Rewrite these rows as a numbered list, leaving out any blank lines.

------------

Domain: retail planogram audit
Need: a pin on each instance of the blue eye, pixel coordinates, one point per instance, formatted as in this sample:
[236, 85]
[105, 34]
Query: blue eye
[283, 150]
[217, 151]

------------

## TASK OUTPUT
1. Domain: retail planogram audit
2. Need: a pin on each instance of the blue eye, pixel coordinates, one point per instance, formatted as in this sample:
3. [236, 85]
4. [105, 34]
5. Query: blue eye
6. [283, 150]
7. [217, 151]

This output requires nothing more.